With the pictures left out, return exactly the lines from the one containing "-- sample [256,12]." through the end of the listing below.

• • • •

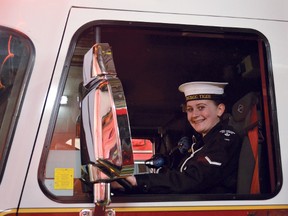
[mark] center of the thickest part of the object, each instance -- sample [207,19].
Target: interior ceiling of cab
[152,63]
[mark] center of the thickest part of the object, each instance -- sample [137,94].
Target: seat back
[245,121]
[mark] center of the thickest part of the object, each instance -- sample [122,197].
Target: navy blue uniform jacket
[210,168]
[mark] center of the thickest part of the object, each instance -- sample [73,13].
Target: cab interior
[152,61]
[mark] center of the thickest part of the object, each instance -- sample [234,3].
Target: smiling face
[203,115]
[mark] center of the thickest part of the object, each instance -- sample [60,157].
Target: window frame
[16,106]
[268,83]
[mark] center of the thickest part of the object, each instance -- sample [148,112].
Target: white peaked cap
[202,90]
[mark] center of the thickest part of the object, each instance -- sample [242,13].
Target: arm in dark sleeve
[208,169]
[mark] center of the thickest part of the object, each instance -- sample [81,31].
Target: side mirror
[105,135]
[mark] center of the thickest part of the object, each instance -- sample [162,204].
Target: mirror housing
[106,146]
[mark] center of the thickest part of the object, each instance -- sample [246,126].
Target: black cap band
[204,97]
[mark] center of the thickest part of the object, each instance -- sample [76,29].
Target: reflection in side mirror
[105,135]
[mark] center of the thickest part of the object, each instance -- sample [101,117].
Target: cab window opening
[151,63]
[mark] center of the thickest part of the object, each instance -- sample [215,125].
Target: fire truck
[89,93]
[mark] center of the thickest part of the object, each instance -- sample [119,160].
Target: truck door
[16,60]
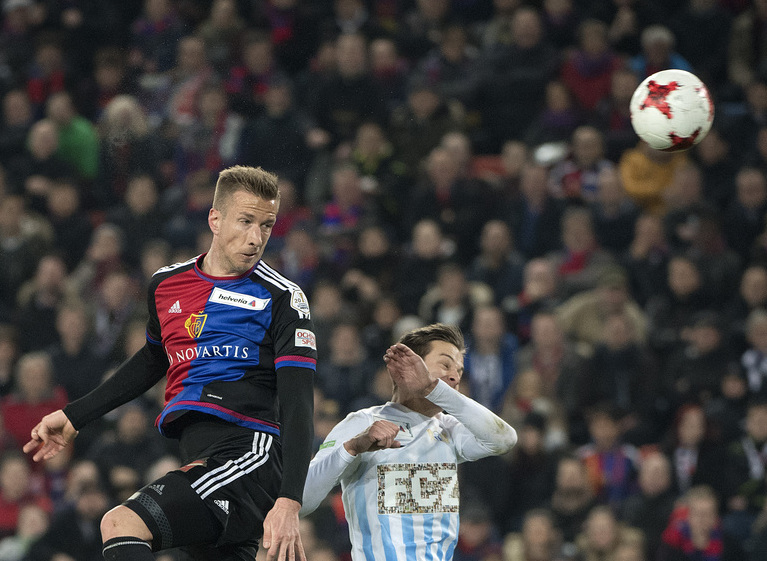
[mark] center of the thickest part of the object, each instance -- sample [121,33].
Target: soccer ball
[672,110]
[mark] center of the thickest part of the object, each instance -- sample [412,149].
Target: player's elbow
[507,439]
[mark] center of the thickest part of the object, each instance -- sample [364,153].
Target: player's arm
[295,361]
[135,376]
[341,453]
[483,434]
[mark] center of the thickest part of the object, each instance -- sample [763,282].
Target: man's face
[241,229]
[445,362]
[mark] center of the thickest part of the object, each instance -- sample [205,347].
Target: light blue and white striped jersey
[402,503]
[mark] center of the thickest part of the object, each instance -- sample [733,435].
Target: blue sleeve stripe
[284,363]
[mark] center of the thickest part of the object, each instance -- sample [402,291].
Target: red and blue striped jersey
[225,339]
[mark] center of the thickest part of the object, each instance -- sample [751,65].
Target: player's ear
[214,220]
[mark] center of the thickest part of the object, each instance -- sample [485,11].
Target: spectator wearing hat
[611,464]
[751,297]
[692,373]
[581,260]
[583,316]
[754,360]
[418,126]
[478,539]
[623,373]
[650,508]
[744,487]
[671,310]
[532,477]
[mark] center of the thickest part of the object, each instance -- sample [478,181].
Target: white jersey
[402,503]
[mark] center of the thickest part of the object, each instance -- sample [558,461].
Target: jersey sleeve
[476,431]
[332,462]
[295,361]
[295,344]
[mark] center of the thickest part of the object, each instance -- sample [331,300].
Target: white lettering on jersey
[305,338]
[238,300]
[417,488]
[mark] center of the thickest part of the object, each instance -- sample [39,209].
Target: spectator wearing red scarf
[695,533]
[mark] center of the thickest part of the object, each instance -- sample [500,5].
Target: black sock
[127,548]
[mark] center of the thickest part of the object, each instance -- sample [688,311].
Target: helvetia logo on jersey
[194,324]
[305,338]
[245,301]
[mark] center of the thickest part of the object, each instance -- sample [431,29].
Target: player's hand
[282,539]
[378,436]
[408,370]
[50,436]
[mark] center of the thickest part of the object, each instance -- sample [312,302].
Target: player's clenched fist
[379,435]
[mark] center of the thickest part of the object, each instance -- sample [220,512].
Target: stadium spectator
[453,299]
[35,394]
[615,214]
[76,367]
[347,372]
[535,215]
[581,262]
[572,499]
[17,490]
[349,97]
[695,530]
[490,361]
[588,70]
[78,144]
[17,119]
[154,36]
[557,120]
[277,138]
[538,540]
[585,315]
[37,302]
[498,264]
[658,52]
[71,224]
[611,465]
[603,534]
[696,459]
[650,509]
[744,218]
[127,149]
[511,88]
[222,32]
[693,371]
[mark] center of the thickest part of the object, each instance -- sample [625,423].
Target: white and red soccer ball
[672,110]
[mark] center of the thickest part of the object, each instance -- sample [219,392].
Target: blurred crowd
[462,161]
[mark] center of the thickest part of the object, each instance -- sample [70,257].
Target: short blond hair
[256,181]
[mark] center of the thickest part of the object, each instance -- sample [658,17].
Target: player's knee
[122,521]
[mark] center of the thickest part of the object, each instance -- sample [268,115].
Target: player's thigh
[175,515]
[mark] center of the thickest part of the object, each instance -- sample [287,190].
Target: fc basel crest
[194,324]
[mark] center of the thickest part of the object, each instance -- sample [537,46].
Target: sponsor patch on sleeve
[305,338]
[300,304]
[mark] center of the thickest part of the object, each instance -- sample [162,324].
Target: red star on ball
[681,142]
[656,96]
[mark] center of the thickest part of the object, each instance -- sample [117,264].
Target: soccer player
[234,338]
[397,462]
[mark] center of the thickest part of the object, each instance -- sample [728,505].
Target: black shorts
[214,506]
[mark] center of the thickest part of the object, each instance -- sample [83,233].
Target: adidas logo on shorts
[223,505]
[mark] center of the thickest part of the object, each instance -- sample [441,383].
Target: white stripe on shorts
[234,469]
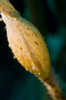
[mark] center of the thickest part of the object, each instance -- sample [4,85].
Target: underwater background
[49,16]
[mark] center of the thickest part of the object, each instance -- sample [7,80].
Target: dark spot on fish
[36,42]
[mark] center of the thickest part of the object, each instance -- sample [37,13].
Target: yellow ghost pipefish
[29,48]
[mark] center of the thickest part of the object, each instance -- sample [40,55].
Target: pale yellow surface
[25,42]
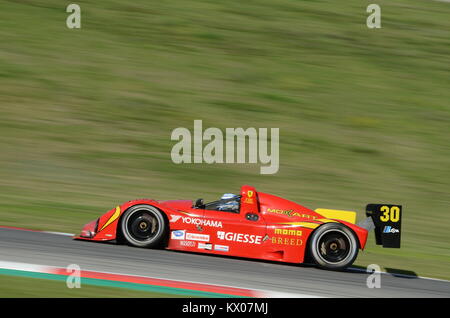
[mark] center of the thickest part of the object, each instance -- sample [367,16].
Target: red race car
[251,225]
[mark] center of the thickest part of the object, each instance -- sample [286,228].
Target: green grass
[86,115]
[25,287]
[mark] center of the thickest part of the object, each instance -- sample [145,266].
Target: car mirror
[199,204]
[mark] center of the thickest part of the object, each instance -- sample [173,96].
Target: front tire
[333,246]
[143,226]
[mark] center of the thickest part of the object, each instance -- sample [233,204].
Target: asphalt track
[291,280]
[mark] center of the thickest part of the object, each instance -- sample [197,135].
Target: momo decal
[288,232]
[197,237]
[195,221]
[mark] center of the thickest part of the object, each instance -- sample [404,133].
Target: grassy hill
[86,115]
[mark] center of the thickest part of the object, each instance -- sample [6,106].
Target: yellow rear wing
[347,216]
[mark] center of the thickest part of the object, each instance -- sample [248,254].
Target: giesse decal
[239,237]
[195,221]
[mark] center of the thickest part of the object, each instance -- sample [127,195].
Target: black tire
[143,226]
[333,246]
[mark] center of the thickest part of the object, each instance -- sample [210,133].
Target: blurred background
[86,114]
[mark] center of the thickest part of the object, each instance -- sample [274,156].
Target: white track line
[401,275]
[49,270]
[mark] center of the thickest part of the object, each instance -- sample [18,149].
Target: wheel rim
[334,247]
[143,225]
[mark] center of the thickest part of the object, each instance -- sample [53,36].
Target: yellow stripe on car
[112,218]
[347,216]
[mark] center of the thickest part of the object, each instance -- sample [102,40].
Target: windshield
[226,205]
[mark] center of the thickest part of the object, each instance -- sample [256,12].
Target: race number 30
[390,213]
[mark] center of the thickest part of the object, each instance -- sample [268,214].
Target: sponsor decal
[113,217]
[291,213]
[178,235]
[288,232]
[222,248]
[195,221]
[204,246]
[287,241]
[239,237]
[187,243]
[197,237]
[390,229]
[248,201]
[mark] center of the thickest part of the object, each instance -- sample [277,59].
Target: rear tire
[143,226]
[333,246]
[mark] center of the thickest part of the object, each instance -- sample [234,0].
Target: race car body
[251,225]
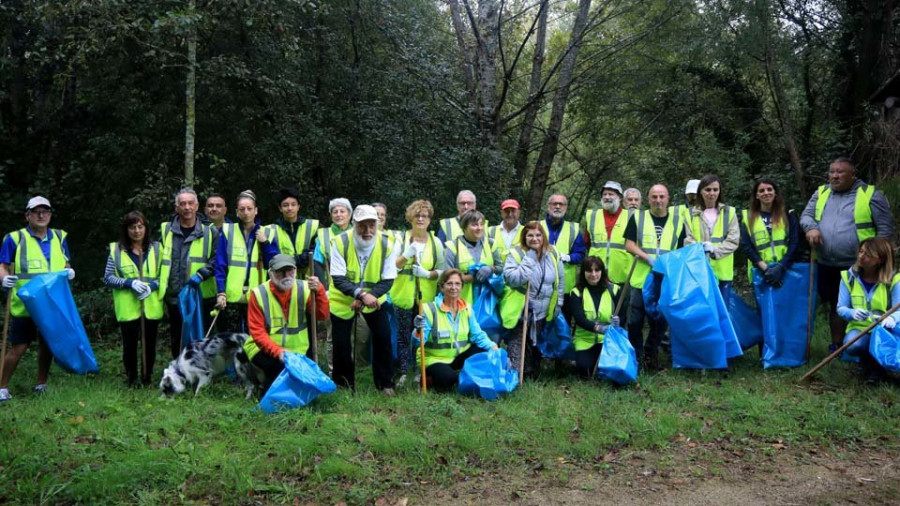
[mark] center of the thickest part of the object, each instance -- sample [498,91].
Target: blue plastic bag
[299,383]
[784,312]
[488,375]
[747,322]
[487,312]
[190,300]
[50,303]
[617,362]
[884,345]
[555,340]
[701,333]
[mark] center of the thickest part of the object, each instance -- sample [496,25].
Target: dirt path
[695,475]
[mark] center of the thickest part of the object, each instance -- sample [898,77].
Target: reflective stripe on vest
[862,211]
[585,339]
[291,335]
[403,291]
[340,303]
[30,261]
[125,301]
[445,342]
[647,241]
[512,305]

• • • •

> _Expected answer_:
[mark] center of the thickest part of the object, each instance -- sample [256,12].
Target: race number 30
[390,213]
[mark] center of the thickest part of the object, each instance -- sample [268,214].
Target: sponsor decal
[113,217]
[291,213]
[178,235]
[288,232]
[222,248]
[195,221]
[204,246]
[287,241]
[239,237]
[187,243]
[197,237]
[390,229]
[248,201]
[mark] center of the thickest part of the object, each instance -- sample [277,59].
Target: rear tire
[143,226]
[333,246]
[mark] center of the thickest part of the object, each instance -- sample [234,0].
Target: race car body
[251,225]
[mark] center of the thickest part of the object, each instance -- sample [498,91].
Target: blue plastic bag
[299,383]
[784,312]
[488,375]
[747,322]
[487,312]
[190,300]
[50,303]
[617,362]
[884,345]
[555,340]
[701,333]
[mark] center of the thickest part of the object, each instance -- sample [496,25].
Target: dirt path
[695,475]
[mark] center of the thickest part of the object, each instance -- sample [898,77].
Target: reflective stripe on vest
[862,211]
[585,339]
[291,335]
[403,291]
[340,303]
[30,261]
[125,301]
[445,342]
[647,241]
[512,305]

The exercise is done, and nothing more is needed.